Task to complete:
Reproduce the listing in full, exactly as written, but without images.

Records supplied:
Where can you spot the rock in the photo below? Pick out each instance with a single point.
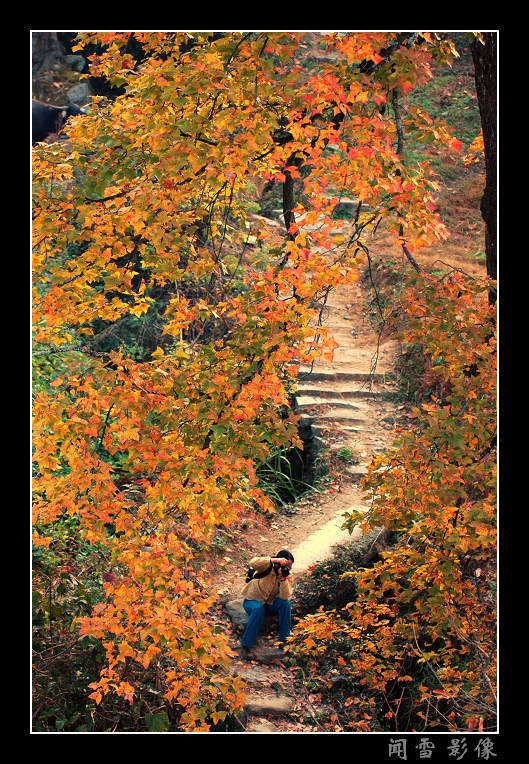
(80, 94)
(268, 704)
(261, 725)
(77, 63)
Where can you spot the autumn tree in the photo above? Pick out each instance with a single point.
(148, 206)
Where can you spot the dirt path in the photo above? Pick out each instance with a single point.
(344, 402)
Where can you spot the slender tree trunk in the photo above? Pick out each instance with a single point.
(485, 72)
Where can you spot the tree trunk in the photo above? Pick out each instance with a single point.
(485, 72)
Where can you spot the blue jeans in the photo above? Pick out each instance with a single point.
(257, 611)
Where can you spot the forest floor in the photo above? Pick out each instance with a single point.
(277, 701)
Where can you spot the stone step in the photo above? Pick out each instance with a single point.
(341, 375)
(336, 415)
(340, 390)
(308, 401)
(269, 703)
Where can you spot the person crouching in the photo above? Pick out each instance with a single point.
(268, 593)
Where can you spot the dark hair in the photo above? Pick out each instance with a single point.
(286, 554)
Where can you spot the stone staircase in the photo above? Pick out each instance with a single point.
(344, 405)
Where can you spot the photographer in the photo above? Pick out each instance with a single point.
(268, 593)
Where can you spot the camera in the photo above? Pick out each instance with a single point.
(285, 570)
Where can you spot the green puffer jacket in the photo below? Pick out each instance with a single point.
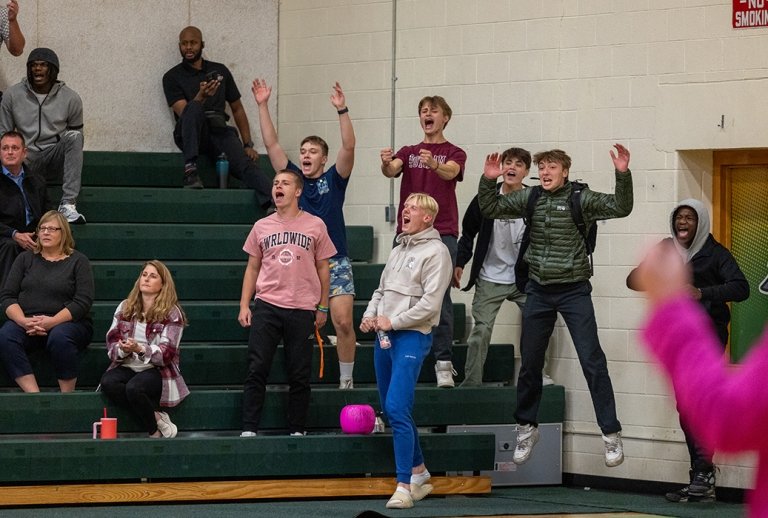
(557, 253)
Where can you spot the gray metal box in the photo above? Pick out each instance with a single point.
(544, 467)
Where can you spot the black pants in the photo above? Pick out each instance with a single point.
(139, 391)
(9, 250)
(270, 324)
(192, 136)
(574, 302)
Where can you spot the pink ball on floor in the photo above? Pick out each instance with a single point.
(357, 419)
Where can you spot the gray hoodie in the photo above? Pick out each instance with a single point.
(40, 123)
(413, 282)
(702, 229)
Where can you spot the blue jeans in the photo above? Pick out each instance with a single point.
(397, 371)
(574, 302)
(62, 343)
(192, 136)
(61, 161)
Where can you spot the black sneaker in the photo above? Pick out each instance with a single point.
(701, 489)
(702, 485)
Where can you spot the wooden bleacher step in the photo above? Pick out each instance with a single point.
(217, 410)
(78, 494)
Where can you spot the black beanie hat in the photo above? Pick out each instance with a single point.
(44, 54)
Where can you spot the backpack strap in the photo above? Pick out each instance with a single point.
(574, 200)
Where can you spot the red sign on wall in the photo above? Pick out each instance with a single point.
(750, 13)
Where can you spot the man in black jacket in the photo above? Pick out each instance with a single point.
(717, 280)
(493, 267)
(23, 199)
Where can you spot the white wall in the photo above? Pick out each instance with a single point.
(115, 52)
(655, 75)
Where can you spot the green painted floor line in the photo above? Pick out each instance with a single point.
(501, 502)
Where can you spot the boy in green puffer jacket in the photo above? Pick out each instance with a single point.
(559, 282)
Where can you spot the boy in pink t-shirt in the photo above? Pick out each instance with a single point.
(289, 275)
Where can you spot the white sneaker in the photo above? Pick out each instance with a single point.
(445, 372)
(614, 449)
(70, 213)
(527, 437)
(166, 426)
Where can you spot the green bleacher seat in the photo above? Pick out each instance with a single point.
(216, 320)
(224, 364)
(156, 205)
(205, 280)
(86, 460)
(221, 409)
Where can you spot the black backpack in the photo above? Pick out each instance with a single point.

Result of this task:
Where can you spot the rock in the photo below? Pick out each instance with a single point.
(80, 94)
(268, 704)
(261, 725)
(77, 63)
Where can you spot the autumn tree in the photo above? Pick out each instance with a single point.
(148, 206)
Where can you spot the dirt path in the photo above? Pick out each instance with a single point.
(344, 402)
Where can you spot the slender tree trunk in the photo above? Pick out each instance with a single point.
(485, 72)
Where can you spot the tree trunk in the photo above? Pick out each instance with a single point.
(485, 72)
Where can you spot the blue jeans in the photo above? Pick out each instance with a single point.
(257, 611)
Where can you spot the forest floor in the photo above? Pick out each instance with a single point.
(277, 701)
Where can you spot the stone step in the photo above? Pick out each instance with a single point.
(341, 375)
(336, 415)
(340, 390)
(308, 401)
(269, 703)
Where can you spot the person crouching in the photo above? Pick out each instance with a single point.
(268, 593)
Where can you spot the dark hair in the photo above? Pick out each instance with a single point.
(286, 554)
Where can you spot the stone staircase in the photo above? Pick out each instance with a single point.
(344, 405)
Where can you spot the photographer in the photo above? Pick out each instance with a single point.
(268, 593)
Where can you spot the camera in the photo above? Pick out each instance with a single point.
(285, 570)
Where can you spot the green puffer jacket in the photo below? Pick out each instance with a single point.
(557, 253)
Where can you spot the gray metal box in the photo above? Pick out each instance with a single point.
(544, 467)
Where can you spot the black pants in the photo above? Pick out each instance with a single point.
(139, 391)
(9, 250)
(270, 324)
(192, 136)
(574, 302)
Where can you spot the pink ball on floor in the photo above? Pick out each instance with a single point.
(357, 419)
Where can you spot the gray hoodie in the photo above? Pick out each instance with a single point.
(40, 123)
(413, 282)
(702, 229)
Where can you spot the blue jeans in the photo above? Pick out each instance with a single point.
(397, 371)
(574, 302)
(62, 343)
(192, 136)
(61, 161)
Where can you spot the black sneaker in the photo above? Pick out each instance with a single point.
(701, 489)
(702, 485)
Where can you spot the wooden bleacher step in the photo above? Pick out each instance with a single point.
(217, 410)
(78, 494)
Where can you spot the black beanie hat in the photo above? Pick out each instance with a single point.
(44, 54)
Where can you spot the backpack strap in the photo above? Pick out each instance with a single point.
(574, 200)
Where can you spot the red sign on wall in the photo above? Pick out each instance with a single point.
(750, 13)
Where can you spot the man in black jacket in the photo above? Pick out each instance with a single point.
(717, 280)
(493, 267)
(23, 199)
Where can you spot the white wall in the photo above? Pick out each instance with a single point.
(115, 52)
(655, 75)
Where can you spot the green painted floor line in the photo above? Pick out each instance with a single point.
(501, 502)
Where can you spot the boy in green puffer jacket in the photo above? Pick out each instance with a single point.
(559, 282)
Where can you spot the boy in pink t-shirt in the photo above? Pick out each instance with a single point.
(289, 275)
Where can you spot the white sneaker in the photo above? Pick out each instance with a single point.
(445, 372)
(614, 449)
(70, 213)
(527, 437)
(166, 426)
Where can you spot the green bleacher seat in the photo above? Pick out each instance with a single point.
(216, 320)
(224, 364)
(156, 205)
(205, 280)
(86, 460)
(221, 409)
Where can you spot the black backpack in the photo above? Pick out each instance with a single point.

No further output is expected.